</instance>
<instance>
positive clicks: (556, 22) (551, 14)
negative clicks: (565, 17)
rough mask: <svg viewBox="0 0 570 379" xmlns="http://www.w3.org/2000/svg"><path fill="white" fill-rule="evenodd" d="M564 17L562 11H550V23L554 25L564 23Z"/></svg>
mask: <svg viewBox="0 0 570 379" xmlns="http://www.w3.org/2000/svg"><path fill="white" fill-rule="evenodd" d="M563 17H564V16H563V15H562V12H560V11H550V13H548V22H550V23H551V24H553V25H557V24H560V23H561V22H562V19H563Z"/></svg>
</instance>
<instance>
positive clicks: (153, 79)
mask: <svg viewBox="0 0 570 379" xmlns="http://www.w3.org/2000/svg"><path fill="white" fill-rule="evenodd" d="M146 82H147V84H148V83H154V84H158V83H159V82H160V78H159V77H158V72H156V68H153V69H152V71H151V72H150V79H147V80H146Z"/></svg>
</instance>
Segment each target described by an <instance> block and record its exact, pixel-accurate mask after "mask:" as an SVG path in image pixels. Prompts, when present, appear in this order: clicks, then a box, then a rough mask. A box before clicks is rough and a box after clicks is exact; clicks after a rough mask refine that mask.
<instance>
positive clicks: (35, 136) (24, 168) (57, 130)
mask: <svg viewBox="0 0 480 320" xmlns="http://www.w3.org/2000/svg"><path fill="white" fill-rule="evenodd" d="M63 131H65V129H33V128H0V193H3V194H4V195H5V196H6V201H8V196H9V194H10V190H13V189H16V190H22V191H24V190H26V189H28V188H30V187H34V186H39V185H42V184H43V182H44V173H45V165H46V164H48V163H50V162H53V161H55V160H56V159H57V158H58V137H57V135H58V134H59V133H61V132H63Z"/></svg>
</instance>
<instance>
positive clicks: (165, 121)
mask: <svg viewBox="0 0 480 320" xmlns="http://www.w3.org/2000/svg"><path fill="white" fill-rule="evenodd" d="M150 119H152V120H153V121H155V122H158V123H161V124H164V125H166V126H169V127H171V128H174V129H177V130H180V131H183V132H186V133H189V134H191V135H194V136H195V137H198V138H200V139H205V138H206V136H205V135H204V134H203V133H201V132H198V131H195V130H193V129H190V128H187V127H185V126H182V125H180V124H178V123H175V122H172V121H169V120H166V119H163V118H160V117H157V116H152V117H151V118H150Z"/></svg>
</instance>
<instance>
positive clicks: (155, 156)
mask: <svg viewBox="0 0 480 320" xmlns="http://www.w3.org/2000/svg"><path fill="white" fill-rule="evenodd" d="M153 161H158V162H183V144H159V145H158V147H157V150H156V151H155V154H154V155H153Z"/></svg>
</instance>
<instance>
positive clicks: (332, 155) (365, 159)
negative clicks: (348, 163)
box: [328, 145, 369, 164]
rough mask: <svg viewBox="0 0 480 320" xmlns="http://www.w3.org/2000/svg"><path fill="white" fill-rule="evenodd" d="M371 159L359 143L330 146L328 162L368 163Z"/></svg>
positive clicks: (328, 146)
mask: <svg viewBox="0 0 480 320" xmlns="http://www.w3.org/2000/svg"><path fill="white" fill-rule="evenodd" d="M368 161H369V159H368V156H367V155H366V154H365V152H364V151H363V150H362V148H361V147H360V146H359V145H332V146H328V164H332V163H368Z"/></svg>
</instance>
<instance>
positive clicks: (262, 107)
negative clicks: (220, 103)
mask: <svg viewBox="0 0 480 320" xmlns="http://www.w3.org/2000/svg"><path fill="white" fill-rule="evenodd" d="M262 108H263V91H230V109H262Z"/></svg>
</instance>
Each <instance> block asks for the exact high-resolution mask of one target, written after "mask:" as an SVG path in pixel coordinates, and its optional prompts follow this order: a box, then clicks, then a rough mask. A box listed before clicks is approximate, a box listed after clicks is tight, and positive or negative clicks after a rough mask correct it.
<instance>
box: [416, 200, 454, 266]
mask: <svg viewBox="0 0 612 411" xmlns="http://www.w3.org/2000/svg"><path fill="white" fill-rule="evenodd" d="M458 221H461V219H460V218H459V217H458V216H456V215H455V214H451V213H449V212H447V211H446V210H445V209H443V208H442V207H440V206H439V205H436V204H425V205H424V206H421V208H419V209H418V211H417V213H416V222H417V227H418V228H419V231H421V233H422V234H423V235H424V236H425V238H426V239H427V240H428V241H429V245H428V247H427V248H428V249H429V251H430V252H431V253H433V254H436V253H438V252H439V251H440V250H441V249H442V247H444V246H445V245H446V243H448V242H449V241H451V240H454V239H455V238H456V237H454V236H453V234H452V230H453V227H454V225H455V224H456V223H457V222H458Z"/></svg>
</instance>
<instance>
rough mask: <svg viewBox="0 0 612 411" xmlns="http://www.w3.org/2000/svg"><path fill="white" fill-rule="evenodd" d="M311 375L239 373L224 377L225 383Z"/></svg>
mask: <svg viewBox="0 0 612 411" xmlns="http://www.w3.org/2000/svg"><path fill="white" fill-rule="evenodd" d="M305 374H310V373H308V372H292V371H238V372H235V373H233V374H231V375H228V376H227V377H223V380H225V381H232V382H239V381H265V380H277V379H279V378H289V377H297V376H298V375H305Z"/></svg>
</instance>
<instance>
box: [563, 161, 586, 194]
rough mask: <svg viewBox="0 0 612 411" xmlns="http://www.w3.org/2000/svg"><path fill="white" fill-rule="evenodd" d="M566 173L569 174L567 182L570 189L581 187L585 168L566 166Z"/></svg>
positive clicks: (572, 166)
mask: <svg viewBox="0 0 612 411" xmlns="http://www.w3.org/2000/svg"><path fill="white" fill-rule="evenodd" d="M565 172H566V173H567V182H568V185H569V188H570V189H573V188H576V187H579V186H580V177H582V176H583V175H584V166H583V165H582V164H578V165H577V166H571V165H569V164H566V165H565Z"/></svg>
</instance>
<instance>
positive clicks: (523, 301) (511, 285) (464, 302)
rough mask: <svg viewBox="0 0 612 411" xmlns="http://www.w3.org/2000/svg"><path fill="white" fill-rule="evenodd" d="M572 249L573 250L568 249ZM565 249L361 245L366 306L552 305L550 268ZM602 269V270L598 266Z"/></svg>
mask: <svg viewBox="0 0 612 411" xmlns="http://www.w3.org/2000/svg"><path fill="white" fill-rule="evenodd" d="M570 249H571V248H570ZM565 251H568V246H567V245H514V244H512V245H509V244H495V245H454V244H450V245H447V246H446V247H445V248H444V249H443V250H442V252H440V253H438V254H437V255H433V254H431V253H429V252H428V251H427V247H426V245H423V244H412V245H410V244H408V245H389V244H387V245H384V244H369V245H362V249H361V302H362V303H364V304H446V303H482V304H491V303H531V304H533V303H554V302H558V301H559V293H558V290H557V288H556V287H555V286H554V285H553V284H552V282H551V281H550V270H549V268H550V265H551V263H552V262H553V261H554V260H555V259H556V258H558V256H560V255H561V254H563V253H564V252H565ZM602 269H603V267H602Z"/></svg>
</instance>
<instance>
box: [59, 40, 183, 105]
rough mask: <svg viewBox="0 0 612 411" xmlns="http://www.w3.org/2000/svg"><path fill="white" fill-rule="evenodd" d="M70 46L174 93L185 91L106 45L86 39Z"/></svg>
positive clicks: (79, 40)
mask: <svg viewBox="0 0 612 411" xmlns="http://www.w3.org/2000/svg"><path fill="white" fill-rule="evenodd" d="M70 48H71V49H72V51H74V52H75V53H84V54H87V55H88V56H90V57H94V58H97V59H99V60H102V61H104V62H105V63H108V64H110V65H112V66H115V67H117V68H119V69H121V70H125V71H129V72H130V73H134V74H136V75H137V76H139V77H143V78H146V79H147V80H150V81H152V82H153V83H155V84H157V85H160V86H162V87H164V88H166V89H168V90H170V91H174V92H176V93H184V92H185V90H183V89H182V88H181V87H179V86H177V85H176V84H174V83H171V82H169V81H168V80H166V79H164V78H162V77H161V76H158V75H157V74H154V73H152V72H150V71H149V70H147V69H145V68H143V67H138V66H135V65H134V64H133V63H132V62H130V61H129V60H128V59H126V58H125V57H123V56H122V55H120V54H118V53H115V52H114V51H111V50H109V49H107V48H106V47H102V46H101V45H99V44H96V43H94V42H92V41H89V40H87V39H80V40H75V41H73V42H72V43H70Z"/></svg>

• • • •

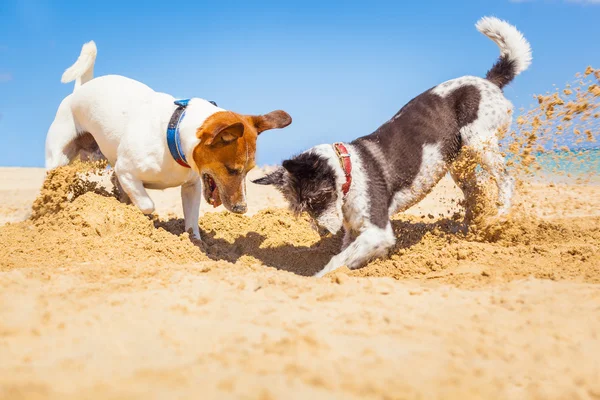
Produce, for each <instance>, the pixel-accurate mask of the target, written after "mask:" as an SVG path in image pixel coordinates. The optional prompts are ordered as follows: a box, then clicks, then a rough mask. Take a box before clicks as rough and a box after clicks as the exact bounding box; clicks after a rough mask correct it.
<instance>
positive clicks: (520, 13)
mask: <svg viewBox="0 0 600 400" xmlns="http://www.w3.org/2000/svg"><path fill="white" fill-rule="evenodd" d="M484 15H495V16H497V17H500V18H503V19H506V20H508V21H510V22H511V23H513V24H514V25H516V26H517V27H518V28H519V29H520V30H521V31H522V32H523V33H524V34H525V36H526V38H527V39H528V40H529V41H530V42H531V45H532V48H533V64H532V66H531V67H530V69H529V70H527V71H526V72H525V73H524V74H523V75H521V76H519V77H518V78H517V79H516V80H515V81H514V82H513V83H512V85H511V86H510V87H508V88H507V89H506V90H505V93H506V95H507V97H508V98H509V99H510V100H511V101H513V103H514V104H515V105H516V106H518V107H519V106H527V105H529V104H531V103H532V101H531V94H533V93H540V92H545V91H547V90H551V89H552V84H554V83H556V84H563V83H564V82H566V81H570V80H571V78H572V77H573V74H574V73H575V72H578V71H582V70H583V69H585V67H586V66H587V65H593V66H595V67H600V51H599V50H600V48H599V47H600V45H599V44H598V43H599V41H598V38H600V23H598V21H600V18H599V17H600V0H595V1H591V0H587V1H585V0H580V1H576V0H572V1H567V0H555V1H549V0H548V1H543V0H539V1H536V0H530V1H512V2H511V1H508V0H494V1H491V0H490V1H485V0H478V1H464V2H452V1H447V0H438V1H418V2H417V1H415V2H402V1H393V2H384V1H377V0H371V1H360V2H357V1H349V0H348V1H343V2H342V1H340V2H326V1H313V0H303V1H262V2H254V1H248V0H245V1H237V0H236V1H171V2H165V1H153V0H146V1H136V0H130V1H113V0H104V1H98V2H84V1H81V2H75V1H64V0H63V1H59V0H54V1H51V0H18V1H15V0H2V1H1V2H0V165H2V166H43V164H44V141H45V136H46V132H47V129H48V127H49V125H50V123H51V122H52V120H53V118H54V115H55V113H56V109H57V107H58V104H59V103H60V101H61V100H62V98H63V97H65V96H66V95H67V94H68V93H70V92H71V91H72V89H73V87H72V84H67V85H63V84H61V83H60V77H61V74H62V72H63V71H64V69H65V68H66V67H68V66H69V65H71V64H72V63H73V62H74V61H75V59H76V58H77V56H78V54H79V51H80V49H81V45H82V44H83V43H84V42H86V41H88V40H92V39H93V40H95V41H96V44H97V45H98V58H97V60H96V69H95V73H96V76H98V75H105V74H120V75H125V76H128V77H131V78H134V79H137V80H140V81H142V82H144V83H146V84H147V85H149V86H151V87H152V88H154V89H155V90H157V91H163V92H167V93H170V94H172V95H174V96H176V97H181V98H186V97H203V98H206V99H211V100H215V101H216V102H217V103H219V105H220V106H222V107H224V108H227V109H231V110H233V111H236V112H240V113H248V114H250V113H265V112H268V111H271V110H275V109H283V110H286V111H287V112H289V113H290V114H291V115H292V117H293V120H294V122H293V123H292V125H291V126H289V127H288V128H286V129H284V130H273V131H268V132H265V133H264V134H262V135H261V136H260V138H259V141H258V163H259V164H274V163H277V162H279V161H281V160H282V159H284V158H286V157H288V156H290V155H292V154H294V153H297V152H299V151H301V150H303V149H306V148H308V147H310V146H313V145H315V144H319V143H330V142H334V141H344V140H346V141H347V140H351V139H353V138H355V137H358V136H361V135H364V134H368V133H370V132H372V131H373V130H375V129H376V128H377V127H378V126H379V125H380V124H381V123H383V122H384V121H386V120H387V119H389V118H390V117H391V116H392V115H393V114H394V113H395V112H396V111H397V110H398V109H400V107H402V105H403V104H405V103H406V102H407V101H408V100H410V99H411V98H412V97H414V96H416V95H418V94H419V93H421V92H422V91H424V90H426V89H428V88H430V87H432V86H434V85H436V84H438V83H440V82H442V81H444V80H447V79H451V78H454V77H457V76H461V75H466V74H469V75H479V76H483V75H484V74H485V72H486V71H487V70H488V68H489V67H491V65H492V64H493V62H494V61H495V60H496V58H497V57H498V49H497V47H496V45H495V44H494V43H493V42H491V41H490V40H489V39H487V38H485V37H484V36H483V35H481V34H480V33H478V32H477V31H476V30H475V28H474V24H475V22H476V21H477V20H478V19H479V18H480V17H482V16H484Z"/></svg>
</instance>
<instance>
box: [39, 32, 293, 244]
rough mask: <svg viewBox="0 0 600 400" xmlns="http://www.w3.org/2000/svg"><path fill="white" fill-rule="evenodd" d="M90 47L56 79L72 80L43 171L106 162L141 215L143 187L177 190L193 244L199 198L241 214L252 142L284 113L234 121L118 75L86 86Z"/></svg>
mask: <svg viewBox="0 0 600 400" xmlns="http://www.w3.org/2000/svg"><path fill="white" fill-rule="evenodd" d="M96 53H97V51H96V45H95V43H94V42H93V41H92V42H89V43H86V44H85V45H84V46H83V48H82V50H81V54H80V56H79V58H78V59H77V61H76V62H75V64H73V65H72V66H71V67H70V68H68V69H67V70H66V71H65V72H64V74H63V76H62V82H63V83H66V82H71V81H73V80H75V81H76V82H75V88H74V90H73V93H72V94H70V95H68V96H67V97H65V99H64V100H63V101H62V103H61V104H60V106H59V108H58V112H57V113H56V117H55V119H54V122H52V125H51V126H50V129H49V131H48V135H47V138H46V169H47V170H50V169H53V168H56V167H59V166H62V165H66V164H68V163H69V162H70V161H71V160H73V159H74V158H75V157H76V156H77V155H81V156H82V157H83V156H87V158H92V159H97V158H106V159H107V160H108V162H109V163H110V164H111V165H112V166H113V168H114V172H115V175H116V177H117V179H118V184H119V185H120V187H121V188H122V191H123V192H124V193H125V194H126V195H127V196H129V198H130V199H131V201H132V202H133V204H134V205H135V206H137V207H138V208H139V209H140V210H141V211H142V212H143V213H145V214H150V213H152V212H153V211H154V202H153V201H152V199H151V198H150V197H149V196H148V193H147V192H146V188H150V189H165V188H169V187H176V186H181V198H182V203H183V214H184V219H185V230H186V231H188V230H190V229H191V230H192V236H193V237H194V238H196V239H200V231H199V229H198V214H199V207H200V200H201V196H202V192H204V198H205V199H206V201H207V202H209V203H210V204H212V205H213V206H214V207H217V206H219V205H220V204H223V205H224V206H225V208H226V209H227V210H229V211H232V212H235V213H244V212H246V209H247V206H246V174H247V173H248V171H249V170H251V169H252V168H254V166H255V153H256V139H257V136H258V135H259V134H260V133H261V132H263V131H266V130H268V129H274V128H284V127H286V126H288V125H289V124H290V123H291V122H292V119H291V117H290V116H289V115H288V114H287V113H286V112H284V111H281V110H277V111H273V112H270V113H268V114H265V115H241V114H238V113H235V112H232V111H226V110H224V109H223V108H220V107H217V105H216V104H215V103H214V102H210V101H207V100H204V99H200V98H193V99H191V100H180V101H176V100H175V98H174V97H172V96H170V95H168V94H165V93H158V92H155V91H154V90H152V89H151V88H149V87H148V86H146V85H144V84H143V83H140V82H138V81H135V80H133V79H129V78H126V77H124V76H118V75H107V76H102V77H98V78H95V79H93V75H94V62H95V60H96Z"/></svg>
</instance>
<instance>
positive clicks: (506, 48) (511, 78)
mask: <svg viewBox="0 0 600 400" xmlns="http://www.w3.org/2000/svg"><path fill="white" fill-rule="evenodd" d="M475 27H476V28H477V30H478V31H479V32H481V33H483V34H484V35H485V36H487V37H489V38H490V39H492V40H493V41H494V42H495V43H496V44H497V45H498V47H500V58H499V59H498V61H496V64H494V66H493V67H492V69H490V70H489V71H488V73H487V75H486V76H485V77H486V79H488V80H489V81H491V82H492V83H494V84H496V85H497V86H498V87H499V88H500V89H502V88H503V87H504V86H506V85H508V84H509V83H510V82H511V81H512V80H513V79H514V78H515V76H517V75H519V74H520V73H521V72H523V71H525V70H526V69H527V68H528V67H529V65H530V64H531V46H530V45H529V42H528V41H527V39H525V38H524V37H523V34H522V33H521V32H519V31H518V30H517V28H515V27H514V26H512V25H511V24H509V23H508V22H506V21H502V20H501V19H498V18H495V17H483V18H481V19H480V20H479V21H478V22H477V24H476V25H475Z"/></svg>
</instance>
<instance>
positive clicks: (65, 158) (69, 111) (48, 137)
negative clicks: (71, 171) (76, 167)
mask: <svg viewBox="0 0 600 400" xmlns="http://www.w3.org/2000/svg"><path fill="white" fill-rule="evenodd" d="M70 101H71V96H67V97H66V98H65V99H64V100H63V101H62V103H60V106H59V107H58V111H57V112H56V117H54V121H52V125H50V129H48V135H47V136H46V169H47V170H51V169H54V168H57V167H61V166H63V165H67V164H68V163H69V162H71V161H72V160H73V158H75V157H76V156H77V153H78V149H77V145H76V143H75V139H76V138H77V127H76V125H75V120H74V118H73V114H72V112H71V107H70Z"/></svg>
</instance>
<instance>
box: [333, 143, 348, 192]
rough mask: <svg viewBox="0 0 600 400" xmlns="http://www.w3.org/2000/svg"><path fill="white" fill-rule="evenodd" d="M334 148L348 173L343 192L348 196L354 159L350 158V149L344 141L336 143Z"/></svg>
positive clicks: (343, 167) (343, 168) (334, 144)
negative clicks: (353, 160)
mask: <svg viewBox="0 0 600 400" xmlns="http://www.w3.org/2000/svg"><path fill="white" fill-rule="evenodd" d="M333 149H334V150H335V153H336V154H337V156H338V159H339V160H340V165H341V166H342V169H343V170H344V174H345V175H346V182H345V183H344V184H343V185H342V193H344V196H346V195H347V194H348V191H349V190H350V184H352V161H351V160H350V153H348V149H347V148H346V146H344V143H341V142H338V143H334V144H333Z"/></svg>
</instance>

• • • •

### How to complete this task
As listed above, the lines from the line with "box: [563, 161, 586, 194]" to the line with "46L174 93L185 91L106" are to be echoed exactly, with both ends included and nothing added.

### Exercise result
box: [563, 161, 586, 194]
rough mask: <svg viewBox="0 0 612 411" xmlns="http://www.w3.org/2000/svg"><path fill="white" fill-rule="evenodd" d="M566 173L569 174L567 182L570 189L581 187L585 168L566 166Z"/></svg>
positive clicks: (572, 166)
mask: <svg viewBox="0 0 612 411" xmlns="http://www.w3.org/2000/svg"><path fill="white" fill-rule="evenodd" d="M565 172H566V173H567V182H568V185H569V188H570V189H573V188H576V187H579V186H580V177H582V176H583V175H584V166H583V165H582V164H578V165H577V166H571V165H569V164H566V165H565Z"/></svg>
</instance>
<instance>
positive clicks: (523, 301) (511, 285) (464, 302)
rough mask: <svg viewBox="0 0 612 411" xmlns="http://www.w3.org/2000/svg"><path fill="white" fill-rule="evenodd" d="M572 249L573 250L568 249ZM565 249L361 245L366 306L552 305L550 268ZM602 269V270L598 266Z"/></svg>
mask: <svg viewBox="0 0 612 411" xmlns="http://www.w3.org/2000/svg"><path fill="white" fill-rule="evenodd" d="M570 249H571V248H570ZM565 251H568V246H567V245H514V244H512V245H509V244H495V245H454V244H450V245H447V246H446V247H445V248H444V249H443V250H442V252H440V253H438V254H437V255H433V254H431V253H429V252H428V251H427V247H426V245H423V244H412V245H410V244H408V245H389V244H387V245H384V244H369V245H362V249H361V302H362V303H364V304H446V303H482V304H491V303H531V304H533V303H554V302H558V301H559V293H558V290H557V288H556V287H555V286H554V285H553V284H552V282H551V281H550V270H549V268H550V265H551V263H552V262H553V261H554V260H555V259H556V258H558V256H560V255H561V254H563V253H564V252H565ZM602 269H603V267H602Z"/></svg>
</instance>
<instance>
box: [59, 40, 183, 105]
rough mask: <svg viewBox="0 0 612 411" xmlns="http://www.w3.org/2000/svg"><path fill="white" fill-rule="evenodd" d="M70 46L174 93L185 91L106 45L86 39Z"/></svg>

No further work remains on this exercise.